--- START Excerpted data ---

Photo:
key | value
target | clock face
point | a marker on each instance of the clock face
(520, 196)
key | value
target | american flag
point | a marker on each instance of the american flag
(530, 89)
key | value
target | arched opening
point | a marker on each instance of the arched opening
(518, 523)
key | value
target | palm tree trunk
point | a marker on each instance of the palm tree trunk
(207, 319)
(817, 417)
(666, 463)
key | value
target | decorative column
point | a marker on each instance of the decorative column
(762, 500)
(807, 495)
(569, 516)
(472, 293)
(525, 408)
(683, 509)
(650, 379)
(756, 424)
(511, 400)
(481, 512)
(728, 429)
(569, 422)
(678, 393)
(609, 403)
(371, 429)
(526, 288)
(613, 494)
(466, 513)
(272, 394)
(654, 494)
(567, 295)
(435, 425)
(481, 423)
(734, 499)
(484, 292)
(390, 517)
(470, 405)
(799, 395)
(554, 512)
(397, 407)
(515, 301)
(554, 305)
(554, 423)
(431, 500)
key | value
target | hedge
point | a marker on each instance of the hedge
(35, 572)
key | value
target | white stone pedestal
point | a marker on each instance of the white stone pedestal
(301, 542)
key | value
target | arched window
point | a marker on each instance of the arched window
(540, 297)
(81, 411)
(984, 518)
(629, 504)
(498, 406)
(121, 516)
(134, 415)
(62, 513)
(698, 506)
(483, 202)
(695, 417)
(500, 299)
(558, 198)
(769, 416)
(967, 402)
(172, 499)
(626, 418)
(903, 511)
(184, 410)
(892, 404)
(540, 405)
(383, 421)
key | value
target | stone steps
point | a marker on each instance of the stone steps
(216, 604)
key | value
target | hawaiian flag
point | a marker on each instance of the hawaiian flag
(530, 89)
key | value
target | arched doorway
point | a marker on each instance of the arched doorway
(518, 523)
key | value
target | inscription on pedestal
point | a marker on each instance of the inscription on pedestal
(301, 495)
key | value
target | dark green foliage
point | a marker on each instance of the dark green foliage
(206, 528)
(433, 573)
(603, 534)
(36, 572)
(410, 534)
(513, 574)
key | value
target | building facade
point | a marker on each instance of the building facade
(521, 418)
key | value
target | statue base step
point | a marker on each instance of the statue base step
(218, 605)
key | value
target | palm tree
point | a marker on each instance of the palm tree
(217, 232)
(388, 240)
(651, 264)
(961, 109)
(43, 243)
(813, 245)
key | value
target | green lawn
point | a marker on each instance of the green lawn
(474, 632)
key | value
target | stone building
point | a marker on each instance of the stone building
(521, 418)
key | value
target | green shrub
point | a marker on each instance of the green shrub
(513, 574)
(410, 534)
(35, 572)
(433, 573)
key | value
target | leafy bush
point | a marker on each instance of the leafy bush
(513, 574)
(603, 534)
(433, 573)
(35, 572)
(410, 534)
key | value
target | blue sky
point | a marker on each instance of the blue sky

--- END Excerpted data ---

Retype the listing exactly, in full.

Photo:
key | value
target | clock face
point | a marker on each instance of the clock face
(520, 196)
key | value
target | american flag
point | a marker on each instance of the american flag
(530, 89)
key | value
target | arched opening
point | a marker on each instance of the arched opening
(518, 523)
key | value
target | palm tree trunk
point | a marker on each instance of the palm tree trunk
(207, 319)
(817, 417)
(666, 463)
key | value
target | decorative column
point | a marker on each instance of the decorative column
(762, 500)
(807, 495)
(569, 516)
(472, 293)
(525, 408)
(683, 509)
(650, 379)
(756, 424)
(511, 400)
(481, 512)
(728, 429)
(569, 422)
(678, 393)
(609, 403)
(371, 429)
(526, 288)
(613, 494)
(466, 513)
(272, 394)
(654, 494)
(567, 295)
(435, 425)
(481, 423)
(734, 499)
(484, 292)
(390, 517)
(470, 405)
(799, 395)
(554, 512)
(397, 407)
(515, 301)
(554, 305)
(554, 423)
(431, 500)
key | value
target | hedge
point | a marker on each instance of the hedge
(35, 572)
key | value
target | white stone pedestal
point | a marker on each instance of the white stone pedestal
(301, 542)
key | value
target | arched window
point | a marker on each instance of the arched window
(540, 297)
(81, 411)
(984, 518)
(629, 504)
(498, 406)
(121, 516)
(134, 415)
(62, 513)
(698, 506)
(483, 202)
(695, 417)
(500, 299)
(558, 198)
(769, 416)
(967, 402)
(172, 499)
(626, 418)
(903, 511)
(184, 410)
(892, 404)
(540, 405)
(383, 421)
key | value
target | stone steps
point | a marker on each instance of the stone steps
(216, 604)
key | value
target | hawaiian flag
point | a marker on each instance of the hawaiian flag
(530, 89)
key | value
target | arched doorway
point | a marker on each instance of the arched doorway
(518, 523)
key | value
target | inscription on pedestal
point | a marker on each instance of the inscription on pedestal
(301, 495)
key | value
target | dark green foliage
point | a marker on each instance of the dark green foliage
(206, 528)
(433, 573)
(603, 534)
(36, 572)
(410, 534)
(513, 574)
key | value
target | building facade
point | a marker on each instance of the building facade
(521, 418)
key | value
target | statue base step
point | a marker on each instance of the statue base step
(218, 605)
key | value
target | palm tree
point | a marker on each instance of the palm tree
(217, 232)
(388, 240)
(651, 264)
(961, 109)
(43, 243)
(813, 245)
key | value
target | green lawn
point | a marker on each instance of the green lawn
(474, 632)
key | value
target | stone building
point | a marker on each instance of the stone building
(521, 418)
key | value
target | green shrub
point | a marker on each instance of the green shrub
(513, 574)
(410, 534)
(35, 572)
(433, 573)
key | value
target | leafy bush
point | a marker on each instance of the leafy bush
(513, 574)
(603, 534)
(433, 573)
(35, 572)
(410, 534)
key | value
target | blue sky
point | a marker on each instance of the blue sky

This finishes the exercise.